_YOUR TASK_:
Would you repeat exactly the part of the listing below that runs from the line containing "Query: torx bit" down to the line containing "like [[369, 261]].", inclusive, and nothing else?

_GIVEN INFORMATION_:

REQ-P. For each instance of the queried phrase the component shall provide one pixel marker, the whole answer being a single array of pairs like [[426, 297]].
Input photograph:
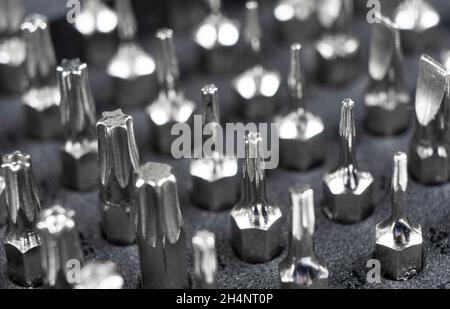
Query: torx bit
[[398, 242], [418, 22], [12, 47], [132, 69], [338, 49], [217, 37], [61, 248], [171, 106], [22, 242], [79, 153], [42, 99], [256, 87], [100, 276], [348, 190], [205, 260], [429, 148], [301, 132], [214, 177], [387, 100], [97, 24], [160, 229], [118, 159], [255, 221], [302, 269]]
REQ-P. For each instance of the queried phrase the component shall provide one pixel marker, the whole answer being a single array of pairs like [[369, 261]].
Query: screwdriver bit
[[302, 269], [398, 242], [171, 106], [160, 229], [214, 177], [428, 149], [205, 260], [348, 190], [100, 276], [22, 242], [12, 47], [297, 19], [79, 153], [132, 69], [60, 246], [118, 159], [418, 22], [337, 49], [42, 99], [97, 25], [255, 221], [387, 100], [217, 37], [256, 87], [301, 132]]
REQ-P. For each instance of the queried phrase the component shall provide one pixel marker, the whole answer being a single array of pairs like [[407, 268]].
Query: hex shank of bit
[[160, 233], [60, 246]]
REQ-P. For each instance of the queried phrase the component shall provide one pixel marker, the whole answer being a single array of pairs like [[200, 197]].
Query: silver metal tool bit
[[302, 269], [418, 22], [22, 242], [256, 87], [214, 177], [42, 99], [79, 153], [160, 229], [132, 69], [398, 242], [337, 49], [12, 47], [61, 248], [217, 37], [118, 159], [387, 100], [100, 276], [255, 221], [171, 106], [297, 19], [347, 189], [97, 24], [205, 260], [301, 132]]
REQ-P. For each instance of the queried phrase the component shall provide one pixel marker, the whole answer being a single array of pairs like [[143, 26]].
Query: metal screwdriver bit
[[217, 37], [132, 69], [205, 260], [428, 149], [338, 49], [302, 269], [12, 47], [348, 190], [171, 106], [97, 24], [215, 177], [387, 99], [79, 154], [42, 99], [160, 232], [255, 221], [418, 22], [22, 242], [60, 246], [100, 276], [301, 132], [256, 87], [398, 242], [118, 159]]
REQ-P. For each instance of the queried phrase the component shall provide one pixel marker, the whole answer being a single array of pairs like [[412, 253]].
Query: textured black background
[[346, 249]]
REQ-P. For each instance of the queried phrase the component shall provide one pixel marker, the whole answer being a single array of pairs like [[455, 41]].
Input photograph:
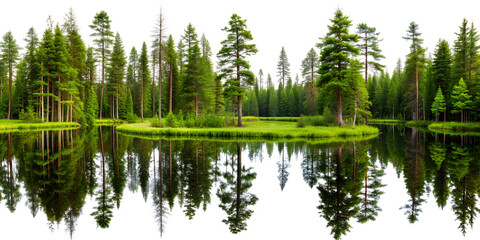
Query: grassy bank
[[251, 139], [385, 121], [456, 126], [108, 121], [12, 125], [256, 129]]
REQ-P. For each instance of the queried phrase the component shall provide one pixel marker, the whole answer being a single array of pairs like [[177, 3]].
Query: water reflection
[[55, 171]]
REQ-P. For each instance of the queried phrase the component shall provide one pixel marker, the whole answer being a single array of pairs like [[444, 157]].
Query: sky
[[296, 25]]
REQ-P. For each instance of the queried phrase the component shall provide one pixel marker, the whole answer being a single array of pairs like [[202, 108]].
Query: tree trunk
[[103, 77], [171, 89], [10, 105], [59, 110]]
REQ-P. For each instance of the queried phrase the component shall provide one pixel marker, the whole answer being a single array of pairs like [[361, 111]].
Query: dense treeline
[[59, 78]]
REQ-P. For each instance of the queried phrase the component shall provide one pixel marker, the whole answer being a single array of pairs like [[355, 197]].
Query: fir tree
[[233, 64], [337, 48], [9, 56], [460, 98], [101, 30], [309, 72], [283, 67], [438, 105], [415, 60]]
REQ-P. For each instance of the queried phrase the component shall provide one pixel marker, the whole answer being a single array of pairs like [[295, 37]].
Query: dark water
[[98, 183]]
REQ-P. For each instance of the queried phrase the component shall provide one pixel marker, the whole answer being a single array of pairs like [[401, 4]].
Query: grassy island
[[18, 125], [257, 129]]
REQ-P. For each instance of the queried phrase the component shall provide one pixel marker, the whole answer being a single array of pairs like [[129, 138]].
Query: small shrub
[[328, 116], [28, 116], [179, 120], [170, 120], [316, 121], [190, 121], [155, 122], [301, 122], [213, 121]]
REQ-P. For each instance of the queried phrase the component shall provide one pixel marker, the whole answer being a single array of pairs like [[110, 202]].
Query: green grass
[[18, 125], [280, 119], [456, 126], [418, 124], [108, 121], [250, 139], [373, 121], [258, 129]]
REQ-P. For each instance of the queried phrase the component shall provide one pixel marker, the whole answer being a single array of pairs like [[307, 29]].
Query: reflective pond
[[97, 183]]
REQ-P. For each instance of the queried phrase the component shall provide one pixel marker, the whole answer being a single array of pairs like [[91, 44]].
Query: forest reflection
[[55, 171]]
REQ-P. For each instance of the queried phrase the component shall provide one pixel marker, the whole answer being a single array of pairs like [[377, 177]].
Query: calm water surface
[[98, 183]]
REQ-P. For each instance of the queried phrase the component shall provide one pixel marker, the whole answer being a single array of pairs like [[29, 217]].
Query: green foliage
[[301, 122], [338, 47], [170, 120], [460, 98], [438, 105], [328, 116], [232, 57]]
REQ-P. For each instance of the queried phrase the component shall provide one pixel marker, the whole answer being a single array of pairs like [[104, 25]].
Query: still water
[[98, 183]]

* * *

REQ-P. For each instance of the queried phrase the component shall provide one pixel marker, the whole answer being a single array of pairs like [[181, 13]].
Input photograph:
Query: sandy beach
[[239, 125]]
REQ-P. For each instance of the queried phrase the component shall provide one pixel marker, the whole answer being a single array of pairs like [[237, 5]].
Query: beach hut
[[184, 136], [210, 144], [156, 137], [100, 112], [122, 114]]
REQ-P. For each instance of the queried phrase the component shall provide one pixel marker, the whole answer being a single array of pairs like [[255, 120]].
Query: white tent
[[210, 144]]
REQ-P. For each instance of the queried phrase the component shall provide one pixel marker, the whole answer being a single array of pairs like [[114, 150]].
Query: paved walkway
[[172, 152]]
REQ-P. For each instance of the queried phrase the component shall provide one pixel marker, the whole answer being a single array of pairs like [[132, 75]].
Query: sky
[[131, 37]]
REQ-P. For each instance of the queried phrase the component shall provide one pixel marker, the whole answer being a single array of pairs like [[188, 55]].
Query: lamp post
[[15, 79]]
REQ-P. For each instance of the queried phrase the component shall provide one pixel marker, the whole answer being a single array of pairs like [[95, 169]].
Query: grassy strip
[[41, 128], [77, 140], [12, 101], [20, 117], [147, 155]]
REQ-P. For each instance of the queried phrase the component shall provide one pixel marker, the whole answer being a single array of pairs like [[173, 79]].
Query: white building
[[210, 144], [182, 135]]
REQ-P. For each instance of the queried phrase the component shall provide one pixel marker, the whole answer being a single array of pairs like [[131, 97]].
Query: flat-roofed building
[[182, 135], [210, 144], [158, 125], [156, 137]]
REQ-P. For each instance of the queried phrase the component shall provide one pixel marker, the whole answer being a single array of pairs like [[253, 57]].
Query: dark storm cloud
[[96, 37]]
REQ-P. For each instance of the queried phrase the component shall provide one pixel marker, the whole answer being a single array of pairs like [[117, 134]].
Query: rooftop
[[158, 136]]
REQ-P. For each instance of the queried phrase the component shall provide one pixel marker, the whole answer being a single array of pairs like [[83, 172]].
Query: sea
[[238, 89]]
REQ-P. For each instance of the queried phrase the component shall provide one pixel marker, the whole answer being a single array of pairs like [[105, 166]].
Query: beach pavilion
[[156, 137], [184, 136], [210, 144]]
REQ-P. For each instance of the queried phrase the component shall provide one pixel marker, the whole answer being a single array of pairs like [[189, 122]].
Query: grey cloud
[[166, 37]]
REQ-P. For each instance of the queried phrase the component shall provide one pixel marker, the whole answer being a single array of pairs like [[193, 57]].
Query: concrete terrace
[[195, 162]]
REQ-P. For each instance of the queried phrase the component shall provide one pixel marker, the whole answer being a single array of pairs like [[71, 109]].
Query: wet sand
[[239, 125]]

_WRITTEN SOLUTION_:
Query: torx bit
[[398, 242], [418, 22], [12, 47], [132, 69], [338, 49], [217, 37], [61, 248], [171, 106], [22, 242], [79, 153], [42, 99], [256, 87], [100, 276], [348, 190], [205, 260], [429, 148], [301, 132], [214, 177], [387, 100], [97, 24], [160, 229], [118, 159], [255, 221], [302, 269]]
REQ-P. For each instance of the queried phrase the component shall provide one pixel marker, the whole answer being a single array of pairs like [[369, 261]].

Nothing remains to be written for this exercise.